▸ DATASET RECORDS:
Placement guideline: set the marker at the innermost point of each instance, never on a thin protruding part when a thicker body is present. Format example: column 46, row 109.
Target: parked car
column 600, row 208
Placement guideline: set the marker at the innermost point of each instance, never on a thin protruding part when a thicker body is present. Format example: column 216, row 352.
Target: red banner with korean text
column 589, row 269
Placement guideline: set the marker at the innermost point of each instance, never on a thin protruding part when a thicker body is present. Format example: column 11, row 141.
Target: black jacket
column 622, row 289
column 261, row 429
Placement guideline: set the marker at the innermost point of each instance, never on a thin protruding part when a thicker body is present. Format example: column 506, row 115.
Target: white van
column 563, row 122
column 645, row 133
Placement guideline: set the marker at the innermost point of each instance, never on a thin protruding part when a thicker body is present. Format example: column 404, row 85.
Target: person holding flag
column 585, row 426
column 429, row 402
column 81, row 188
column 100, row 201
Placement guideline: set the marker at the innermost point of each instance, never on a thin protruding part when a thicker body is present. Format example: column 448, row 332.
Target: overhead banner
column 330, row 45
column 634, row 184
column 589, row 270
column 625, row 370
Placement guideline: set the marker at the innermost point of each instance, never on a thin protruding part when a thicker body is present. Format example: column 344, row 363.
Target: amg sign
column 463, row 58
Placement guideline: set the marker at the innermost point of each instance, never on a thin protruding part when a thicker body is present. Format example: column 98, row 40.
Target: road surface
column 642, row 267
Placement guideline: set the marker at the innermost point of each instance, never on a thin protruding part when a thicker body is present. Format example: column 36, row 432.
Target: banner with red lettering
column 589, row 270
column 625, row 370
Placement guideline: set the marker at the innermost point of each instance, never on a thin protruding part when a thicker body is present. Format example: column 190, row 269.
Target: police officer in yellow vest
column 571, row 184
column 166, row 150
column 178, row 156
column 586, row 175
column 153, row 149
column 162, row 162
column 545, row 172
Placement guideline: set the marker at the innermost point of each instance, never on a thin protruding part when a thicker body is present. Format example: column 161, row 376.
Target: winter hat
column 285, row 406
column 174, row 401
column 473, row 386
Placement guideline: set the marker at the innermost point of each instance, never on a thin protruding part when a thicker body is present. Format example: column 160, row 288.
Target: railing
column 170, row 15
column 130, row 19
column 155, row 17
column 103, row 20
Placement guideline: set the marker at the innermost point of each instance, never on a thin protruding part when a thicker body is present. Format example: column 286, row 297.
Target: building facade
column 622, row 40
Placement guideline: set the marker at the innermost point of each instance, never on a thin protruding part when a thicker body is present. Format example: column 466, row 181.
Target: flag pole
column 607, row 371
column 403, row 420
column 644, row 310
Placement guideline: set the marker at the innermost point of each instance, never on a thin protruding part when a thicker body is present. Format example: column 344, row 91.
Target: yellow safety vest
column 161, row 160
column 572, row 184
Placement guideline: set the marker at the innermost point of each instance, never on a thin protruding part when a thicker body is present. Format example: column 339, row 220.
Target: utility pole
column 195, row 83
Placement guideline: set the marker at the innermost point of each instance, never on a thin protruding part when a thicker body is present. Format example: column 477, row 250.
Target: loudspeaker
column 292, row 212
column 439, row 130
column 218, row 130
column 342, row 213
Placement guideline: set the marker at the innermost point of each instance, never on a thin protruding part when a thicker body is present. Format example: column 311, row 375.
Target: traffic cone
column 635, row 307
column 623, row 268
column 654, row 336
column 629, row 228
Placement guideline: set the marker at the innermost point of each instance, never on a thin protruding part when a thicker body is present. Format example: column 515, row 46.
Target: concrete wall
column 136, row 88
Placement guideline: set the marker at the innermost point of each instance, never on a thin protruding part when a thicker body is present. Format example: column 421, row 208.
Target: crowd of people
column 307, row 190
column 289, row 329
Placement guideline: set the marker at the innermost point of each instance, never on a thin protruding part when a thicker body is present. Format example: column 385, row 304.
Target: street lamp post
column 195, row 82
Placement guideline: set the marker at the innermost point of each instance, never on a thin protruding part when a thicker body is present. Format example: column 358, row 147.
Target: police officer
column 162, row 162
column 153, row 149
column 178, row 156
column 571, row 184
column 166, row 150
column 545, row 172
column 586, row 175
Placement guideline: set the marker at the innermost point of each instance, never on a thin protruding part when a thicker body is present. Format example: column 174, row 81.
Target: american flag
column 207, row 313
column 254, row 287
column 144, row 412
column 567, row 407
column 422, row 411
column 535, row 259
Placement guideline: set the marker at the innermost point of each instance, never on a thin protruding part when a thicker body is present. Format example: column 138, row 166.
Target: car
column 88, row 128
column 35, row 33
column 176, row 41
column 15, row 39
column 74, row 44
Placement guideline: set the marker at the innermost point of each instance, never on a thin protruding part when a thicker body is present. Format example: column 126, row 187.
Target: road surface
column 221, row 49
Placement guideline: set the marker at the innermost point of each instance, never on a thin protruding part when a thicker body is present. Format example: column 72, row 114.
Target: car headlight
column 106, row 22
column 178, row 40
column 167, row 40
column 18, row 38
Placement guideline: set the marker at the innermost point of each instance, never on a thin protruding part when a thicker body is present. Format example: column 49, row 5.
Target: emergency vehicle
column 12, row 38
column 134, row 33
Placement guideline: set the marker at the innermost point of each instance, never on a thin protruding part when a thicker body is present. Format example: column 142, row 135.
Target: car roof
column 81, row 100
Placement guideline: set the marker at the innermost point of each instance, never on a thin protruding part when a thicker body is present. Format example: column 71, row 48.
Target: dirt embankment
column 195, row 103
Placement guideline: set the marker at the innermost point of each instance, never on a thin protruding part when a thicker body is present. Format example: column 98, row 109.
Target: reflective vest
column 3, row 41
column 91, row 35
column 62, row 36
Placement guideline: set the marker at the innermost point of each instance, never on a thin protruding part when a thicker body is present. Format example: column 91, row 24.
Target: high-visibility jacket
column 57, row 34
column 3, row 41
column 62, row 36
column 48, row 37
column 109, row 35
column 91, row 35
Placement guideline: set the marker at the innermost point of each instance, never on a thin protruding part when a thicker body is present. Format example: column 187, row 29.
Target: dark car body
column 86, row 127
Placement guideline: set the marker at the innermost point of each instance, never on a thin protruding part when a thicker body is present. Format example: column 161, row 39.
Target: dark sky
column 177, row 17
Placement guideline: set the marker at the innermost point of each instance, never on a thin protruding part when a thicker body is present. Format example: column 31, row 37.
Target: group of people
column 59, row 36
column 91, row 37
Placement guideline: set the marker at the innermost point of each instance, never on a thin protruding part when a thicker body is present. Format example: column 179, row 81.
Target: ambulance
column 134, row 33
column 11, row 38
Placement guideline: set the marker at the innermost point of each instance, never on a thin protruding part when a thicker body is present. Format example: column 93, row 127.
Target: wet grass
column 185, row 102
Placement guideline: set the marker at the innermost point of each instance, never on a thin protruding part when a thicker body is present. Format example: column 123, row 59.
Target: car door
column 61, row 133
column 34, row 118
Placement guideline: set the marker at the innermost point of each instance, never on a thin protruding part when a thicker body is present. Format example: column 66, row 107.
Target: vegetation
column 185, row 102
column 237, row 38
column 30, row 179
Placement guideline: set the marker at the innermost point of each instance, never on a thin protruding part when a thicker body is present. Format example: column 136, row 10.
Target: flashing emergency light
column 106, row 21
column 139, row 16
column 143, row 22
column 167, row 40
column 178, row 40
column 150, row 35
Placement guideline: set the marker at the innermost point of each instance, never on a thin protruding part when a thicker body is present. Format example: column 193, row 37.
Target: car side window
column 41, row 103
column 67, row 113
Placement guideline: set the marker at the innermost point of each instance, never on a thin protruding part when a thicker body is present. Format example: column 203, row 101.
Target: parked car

▸ AIM:
Reproduce the items above verbatim, from the line with "column 49, row 5." up to and including the line with "column 81, row 100".

▸ FINISHED EXERCISE:
Placement guideline: set the marker at the innermost point of each instance, never on a thin protruding part when a thicker body is present. Format example: column 49, row 5.
Target: emergency vehicle
column 12, row 38
column 134, row 33
Placement guideline: set the marker at the innermost point of each instance, never on a thin protruding part when a thicker body is present. Format example: column 142, row 135.
Target: car roof
column 81, row 100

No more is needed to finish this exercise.